[Source records]

________________

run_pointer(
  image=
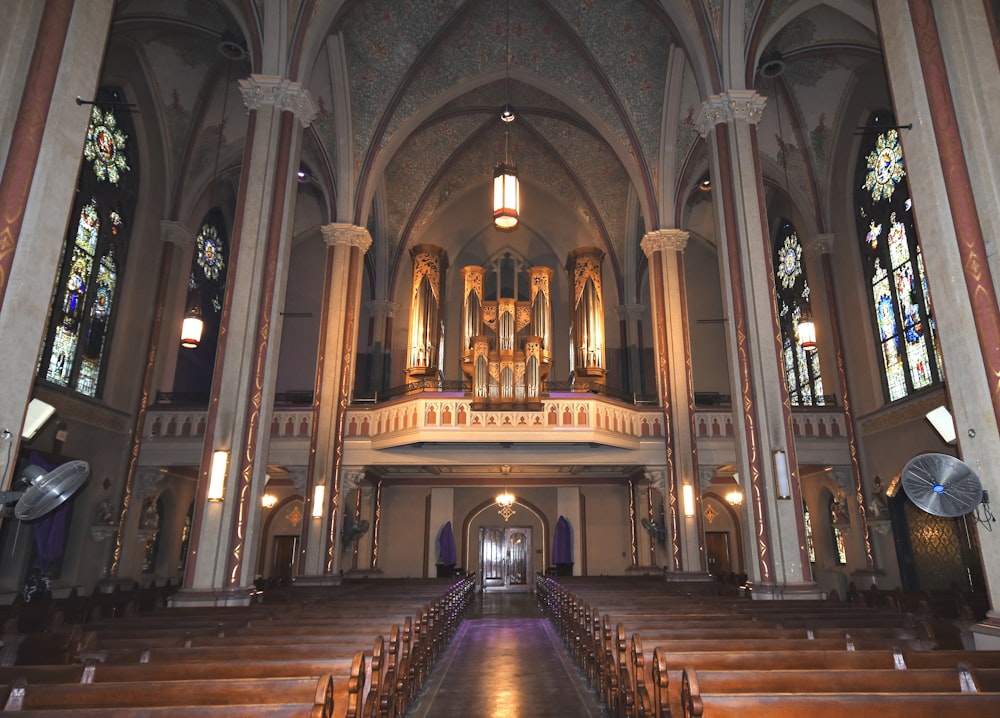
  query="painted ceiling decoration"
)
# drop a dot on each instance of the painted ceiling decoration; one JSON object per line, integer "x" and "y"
{"x": 607, "y": 93}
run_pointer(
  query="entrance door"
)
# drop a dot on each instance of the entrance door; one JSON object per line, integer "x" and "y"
{"x": 505, "y": 558}
{"x": 284, "y": 550}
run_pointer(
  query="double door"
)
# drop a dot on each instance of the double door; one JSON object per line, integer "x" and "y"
{"x": 505, "y": 558}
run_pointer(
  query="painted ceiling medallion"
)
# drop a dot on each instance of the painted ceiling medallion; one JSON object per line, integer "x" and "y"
{"x": 210, "y": 257}
{"x": 790, "y": 257}
{"x": 105, "y": 146}
{"x": 885, "y": 166}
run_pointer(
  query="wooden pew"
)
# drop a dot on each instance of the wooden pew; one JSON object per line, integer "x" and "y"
{"x": 305, "y": 693}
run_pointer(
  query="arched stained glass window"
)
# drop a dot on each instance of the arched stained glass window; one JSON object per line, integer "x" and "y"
{"x": 206, "y": 289}
{"x": 801, "y": 365}
{"x": 81, "y": 319}
{"x": 899, "y": 298}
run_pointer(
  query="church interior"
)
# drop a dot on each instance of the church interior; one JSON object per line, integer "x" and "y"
{"x": 504, "y": 293}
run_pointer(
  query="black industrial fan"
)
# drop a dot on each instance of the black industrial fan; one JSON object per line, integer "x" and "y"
{"x": 942, "y": 485}
{"x": 37, "y": 491}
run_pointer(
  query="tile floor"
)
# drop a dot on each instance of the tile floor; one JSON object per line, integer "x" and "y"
{"x": 506, "y": 661}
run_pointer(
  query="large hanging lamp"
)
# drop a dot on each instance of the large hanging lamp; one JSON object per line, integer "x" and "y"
{"x": 506, "y": 191}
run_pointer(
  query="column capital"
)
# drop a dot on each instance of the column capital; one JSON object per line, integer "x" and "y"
{"x": 746, "y": 105}
{"x": 818, "y": 246}
{"x": 176, "y": 233}
{"x": 261, "y": 90}
{"x": 664, "y": 239}
{"x": 630, "y": 311}
{"x": 350, "y": 234}
{"x": 382, "y": 307}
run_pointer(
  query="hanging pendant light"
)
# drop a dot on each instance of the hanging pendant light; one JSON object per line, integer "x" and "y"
{"x": 506, "y": 192}
{"x": 506, "y": 189}
{"x": 807, "y": 333}
{"x": 193, "y": 324}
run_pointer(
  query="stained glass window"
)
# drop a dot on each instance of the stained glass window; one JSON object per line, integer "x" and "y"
{"x": 900, "y": 300}
{"x": 801, "y": 366}
{"x": 206, "y": 286}
{"x": 82, "y": 317}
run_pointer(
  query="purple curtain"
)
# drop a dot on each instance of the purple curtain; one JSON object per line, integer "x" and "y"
{"x": 562, "y": 543}
{"x": 446, "y": 546}
{"x": 49, "y": 530}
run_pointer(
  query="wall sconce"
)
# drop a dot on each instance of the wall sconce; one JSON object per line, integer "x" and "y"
{"x": 781, "y": 475}
{"x": 217, "y": 476}
{"x": 319, "y": 494}
{"x": 943, "y": 424}
{"x": 687, "y": 492}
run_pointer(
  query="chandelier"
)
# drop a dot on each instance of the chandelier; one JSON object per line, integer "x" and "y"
{"x": 506, "y": 189}
{"x": 506, "y": 503}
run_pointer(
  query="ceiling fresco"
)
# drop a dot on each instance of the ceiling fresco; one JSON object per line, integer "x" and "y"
{"x": 415, "y": 120}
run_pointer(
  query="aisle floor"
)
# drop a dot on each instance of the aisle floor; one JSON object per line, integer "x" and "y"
{"x": 506, "y": 661}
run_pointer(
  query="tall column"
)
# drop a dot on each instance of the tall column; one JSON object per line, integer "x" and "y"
{"x": 821, "y": 245}
{"x": 39, "y": 173}
{"x": 664, "y": 250}
{"x": 223, "y": 547}
{"x": 765, "y": 447}
{"x": 926, "y": 46}
{"x": 320, "y": 557}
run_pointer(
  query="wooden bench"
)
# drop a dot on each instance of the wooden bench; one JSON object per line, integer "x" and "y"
{"x": 307, "y": 693}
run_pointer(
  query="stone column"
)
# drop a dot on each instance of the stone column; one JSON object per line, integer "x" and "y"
{"x": 765, "y": 447}
{"x": 664, "y": 250}
{"x": 40, "y": 173}
{"x": 926, "y": 46}
{"x": 346, "y": 247}
{"x": 223, "y": 547}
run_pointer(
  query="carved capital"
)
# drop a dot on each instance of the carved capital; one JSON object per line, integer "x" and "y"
{"x": 261, "y": 90}
{"x": 661, "y": 240}
{"x": 657, "y": 478}
{"x": 382, "y": 307}
{"x": 818, "y": 246}
{"x": 176, "y": 233}
{"x": 745, "y": 105}
{"x": 630, "y": 311}
{"x": 349, "y": 234}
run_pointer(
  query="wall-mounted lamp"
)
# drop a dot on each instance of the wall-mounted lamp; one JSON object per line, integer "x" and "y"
{"x": 943, "y": 423}
{"x": 319, "y": 495}
{"x": 687, "y": 492}
{"x": 781, "y": 475}
{"x": 217, "y": 476}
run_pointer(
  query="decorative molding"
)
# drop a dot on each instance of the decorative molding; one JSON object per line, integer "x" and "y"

________________

Reproduce the listing exactly. Leave its pictures out.

run_pointer(
  image=
  query="painted ceiling decoration"
)
# drop a dot on each instance of the painted ceiling decoration; one JSON object per line, integer "x" and "y"
{"x": 607, "y": 93}
run_pointer(
  query="entrance door"
)
# drop a dot on each instance of the entrance door; one JSON object per line, integer "x" and "y"
{"x": 505, "y": 558}
{"x": 284, "y": 550}
run_pointer(
  query="double door"
)
# drop a dot on each instance of the double door; one JSON object per line, integer "x" and "y"
{"x": 505, "y": 558}
run_pointer(
  query="painted ceiling medallion"
)
# drop a dot on each instance of the painted ceiling medallion; one JSON object per line, integer "x" and "y"
{"x": 210, "y": 257}
{"x": 790, "y": 257}
{"x": 105, "y": 146}
{"x": 885, "y": 166}
run_pointer(
  query="wooden pew"
)
# drop a dot on each instance of the wooden pew; one JSON object per line, integer "x" and "y"
{"x": 305, "y": 693}
run_pointer(
  query="arched stained glass window"
)
# drop a dot on each instance of the arched stained glass window; one JSON object per line, integer "x" and "y"
{"x": 206, "y": 289}
{"x": 801, "y": 365}
{"x": 81, "y": 319}
{"x": 899, "y": 298}
run_pointer(
  query="church interior"
)
# drop a dot on each instance of the church interior; one JSON object per line, integer "x" and "y"
{"x": 504, "y": 293}
run_pointer(
  query="black industrial fan"
)
# drop a dot on each instance of the black industrial fan; one JSON object per line, integer "x" and "y"
{"x": 942, "y": 485}
{"x": 37, "y": 491}
run_pointer(
  query="tile floor"
)
# drop a dot on each instance of the tile floor; one JSON object per line, integer "x" and "y"
{"x": 506, "y": 661}
run_pointer(
  query="large hanging lamp"
)
# drop a dot on each instance of the large hanging lamp; one JSON object per line, integer "x" and "y"
{"x": 506, "y": 191}
run_pointer(
  query="column capital"
)
# drop a dot on each instance of the column capital; one JSON object per line, integer "x" and "y"
{"x": 746, "y": 105}
{"x": 818, "y": 246}
{"x": 176, "y": 233}
{"x": 261, "y": 90}
{"x": 664, "y": 239}
{"x": 630, "y": 311}
{"x": 350, "y": 234}
{"x": 382, "y": 307}
run_pointer(
  query="hanging pendant light"
)
# drop a dot on each instance of the hanging pendant light; one JSON object per line, integer "x" and "y"
{"x": 506, "y": 192}
{"x": 506, "y": 189}
{"x": 807, "y": 333}
{"x": 193, "y": 324}
run_pointer(
  query="stained glass window"
)
# drop a dot on each instance of the stained glass window; one JSON object per line, integer "x" and "y"
{"x": 900, "y": 300}
{"x": 801, "y": 366}
{"x": 206, "y": 286}
{"x": 82, "y": 317}
run_pointer(
  query="purple curtain"
)
# drop a dot on each instance of the purple curtain; one JSON object per line, integer "x" and "y"
{"x": 562, "y": 543}
{"x": 446, "y": 546}
{"x": 49, "y": 530}
run_pointer(
  query="wall sconce"
)
# drop a dot on each instance of the wall sconce; one JSON object per line, integer "x" and "y"
{"x": 781, "y": 475}
{"x": 217, "y": 476}
{"x": 319, "y": 494}
{"x": 943, "y": 424}
{"x": 687, "y": 492}
run_pointer(
  query="chandelier"
)
# drop a dot on each instance of the chandelier; one JSON object per line, integer "x" and "y"
{"x": 506, "y": 189}
{"x": 506, "y": 503}
run_pointer(
  query="ceiling fresco"
)
# drop a dot on each instance of the ceiling fresco; one JSON object per line, integer "x" and "y"
{"x": 415, "y": 120}
run_pointer(
  query="aisle floor"
)
# drop a dot on each instance of the aisle floor; one JSON object per line, integer "x" and "y"
{"x": 506, "y": 661}
run_pointer(
  query="tall column"
)
# drop a dot on each instance of the tall column; one JSON object per line, integer "x" and "y"
{"x": 821, "y": 245}
{"x": 39, "y": 173}
{"x": 664, "y": 250}
{"x": 223, "y": 547}
{"x": 765, "y": 447}
{"x": 926, "y": 46}
{"x": 320, "y": 557}
run_pointer(
  query="wooden bench"
)
# drop a dot on each instance of the wooden bench; one JSON object per line, integer "x" and "y"
{"x": 307, "y": 693}
run_pointer(
  query="stone column"
)
# drop a dot on each instance of the stone column; one JSON object per line, integer "x" and "y"
{"x": 765, "y": 447}
{"x": 664, "y": 250}
{"x": 40, "y": 173}
{"x": 926, "y": 46}
{"x": 346, "y": 247}
{"x": 223, "y": 547}
run_pointer(
  query="carved capital"
)
# drop a dot on each instance of the carved capital; one JSON object per line, integer "x" and "y"
{"x": 261, "y": 90}
{"x": 661, "y": 240}
{"x": 657, "y": 478}
{"x": 382, "y": 307}
{"x": 818, "y": 246}
{"x": 176, "y": 233}
{"x": 745, "y": 105}
{"x": 630, "y": 311}
{"x": 349, "y": 234}
run_pointer(
  query="wall-mounted lamp"
)
# drop a dot on each instance of the wall-mounted lamp; one JSON object per line, integer "x" and "y"
{"x": 943, "y": 423}
{"x": 319, "y": 495}
{"x": 687, "y": 492}
{"x": 781, "y": 475}
{"x": 217, "y": 476}
run_pointer(
  query="decorative molding"
)
# drop a dot on each instance of the decorative molding; one JSON object per line, integer "x" and "y"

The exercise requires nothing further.